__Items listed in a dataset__

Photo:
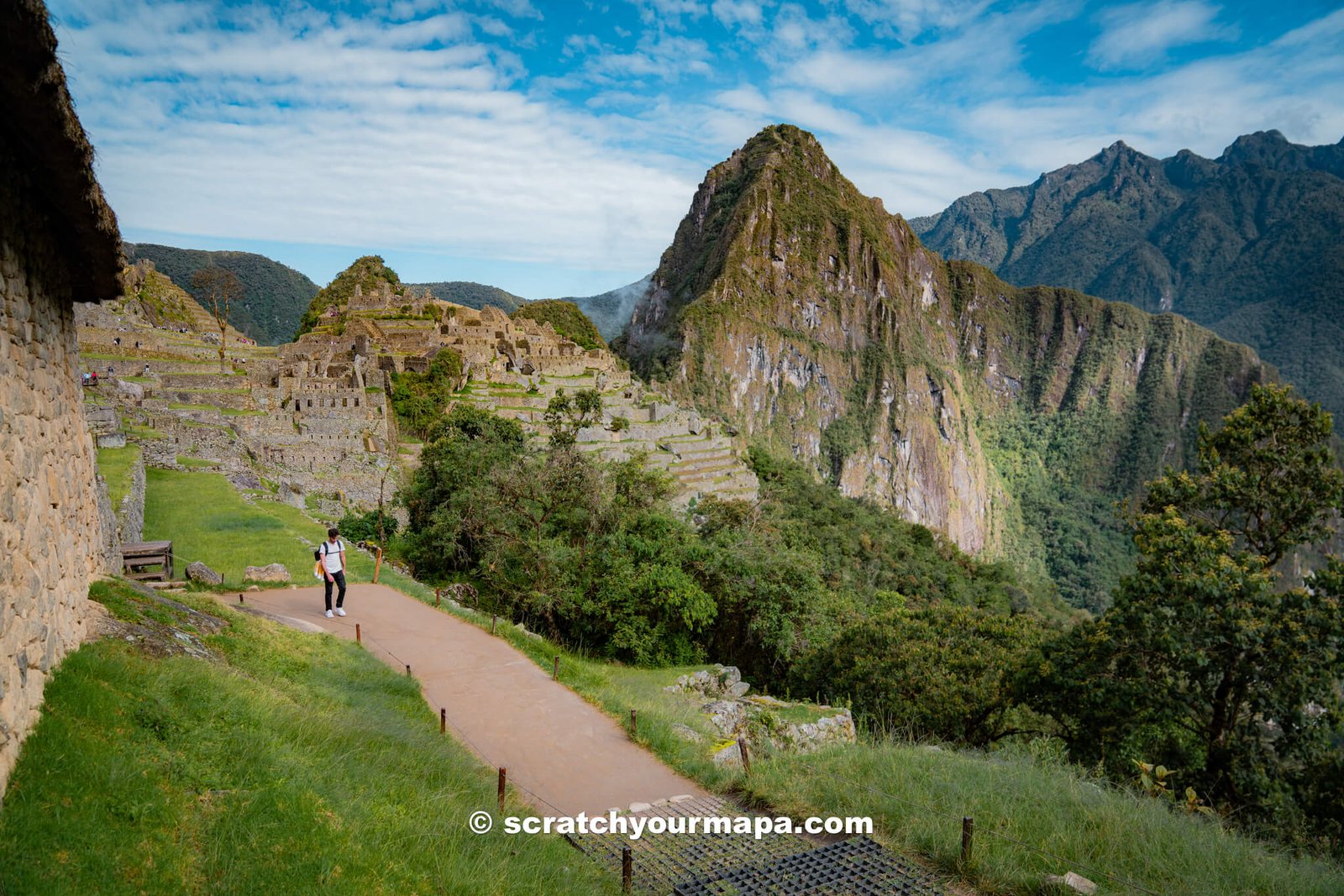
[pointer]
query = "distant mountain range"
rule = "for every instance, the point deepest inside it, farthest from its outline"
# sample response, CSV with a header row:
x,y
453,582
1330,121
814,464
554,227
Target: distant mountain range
x,y
1011,419
461,291
611,312
275,296
1250,244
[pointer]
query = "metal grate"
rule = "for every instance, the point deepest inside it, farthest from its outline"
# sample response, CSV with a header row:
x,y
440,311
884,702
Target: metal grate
x,y
777,864
857,867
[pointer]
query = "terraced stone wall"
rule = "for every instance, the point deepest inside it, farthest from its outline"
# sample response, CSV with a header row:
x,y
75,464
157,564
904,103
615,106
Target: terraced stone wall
x,y
49,496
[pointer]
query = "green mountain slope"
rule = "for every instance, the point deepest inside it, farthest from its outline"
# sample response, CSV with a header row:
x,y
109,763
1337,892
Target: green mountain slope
x,y
1250,244
275,296
566,317
1010,418
461,291
369,273
611,312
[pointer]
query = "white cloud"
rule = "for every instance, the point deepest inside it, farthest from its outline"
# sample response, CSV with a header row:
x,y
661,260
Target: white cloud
x,y
909,19
738,13
418,129
326,129
1140,34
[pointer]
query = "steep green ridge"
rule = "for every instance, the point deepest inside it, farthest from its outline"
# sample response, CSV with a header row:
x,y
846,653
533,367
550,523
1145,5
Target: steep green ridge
x,y
1250,244
566,317
367,273
1008,418
275,296
461,291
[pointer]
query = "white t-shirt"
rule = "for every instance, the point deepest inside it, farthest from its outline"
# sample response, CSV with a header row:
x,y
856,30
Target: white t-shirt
x,y
331,555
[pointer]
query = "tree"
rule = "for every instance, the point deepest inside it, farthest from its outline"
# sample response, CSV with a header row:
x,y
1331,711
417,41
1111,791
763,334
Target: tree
x,y
938,671
1268,476
566,416
420,399
218,288
1206,661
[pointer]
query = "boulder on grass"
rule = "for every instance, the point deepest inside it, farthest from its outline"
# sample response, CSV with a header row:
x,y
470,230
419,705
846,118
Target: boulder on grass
x,y
198,571
1074,882
269,573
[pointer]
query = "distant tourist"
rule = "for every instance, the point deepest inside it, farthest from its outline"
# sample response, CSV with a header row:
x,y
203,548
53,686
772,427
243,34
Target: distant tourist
x,y
333,553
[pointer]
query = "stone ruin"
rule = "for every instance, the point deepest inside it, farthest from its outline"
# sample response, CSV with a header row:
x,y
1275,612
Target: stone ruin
x,y
313,417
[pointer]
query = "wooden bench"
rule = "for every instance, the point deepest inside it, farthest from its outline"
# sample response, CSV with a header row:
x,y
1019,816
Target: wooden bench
x,y
139,557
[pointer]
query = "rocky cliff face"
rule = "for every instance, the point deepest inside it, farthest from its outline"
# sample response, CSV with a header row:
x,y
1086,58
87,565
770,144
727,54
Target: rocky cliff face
x,y
812,318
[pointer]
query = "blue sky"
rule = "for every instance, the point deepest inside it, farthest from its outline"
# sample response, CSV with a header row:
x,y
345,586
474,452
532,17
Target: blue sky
x,y
551,148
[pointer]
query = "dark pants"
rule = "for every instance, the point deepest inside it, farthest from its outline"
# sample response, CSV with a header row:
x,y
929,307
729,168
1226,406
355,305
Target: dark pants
x,y
340,582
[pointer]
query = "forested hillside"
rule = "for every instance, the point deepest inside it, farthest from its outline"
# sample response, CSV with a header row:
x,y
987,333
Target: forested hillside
x,y
275,296
1008,418
1250,244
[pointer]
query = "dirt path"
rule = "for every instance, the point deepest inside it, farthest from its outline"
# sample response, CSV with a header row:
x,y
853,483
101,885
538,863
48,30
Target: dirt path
x,y
566,752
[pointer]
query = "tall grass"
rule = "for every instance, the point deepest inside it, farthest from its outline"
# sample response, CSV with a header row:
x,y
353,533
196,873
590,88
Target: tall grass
x,y
1093,826
297,765
1045,804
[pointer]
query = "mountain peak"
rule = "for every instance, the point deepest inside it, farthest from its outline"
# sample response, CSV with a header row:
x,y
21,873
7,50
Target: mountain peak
x,y
1263,148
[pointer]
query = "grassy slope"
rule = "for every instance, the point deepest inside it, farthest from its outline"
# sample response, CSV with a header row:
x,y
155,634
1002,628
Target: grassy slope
x,y
1047,805
114,465
299,763
1041,802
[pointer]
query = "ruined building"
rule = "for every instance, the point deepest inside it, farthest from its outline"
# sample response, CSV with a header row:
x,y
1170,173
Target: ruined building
x,y
58,244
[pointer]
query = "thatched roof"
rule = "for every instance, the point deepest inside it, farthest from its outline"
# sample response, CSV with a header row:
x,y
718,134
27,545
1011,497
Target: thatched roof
x,y
44,136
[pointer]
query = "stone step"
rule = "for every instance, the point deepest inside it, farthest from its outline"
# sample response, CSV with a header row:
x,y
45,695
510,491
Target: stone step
x,y
716,474
703,461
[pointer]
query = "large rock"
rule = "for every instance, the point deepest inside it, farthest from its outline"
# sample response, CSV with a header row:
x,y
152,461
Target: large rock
x,y
198,571
1073,882
270,573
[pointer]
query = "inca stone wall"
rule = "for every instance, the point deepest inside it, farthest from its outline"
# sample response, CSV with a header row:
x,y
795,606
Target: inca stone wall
x,y
58,241
49,506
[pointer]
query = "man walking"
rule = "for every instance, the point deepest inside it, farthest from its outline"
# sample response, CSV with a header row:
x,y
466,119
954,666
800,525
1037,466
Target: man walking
x,y
333,569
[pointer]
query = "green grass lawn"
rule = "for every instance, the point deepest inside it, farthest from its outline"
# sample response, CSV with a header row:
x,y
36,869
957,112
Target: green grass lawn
x,y
1043,804
116,465
299,763
207,520
1046,804
141,432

__EXERCISE PROMPT__
Pull out every line in the data above that contains the word "boulder", and copy each one in full.

__WRITTEN SOLUTION__
query = "boulder on grass"
Target: boulder on grass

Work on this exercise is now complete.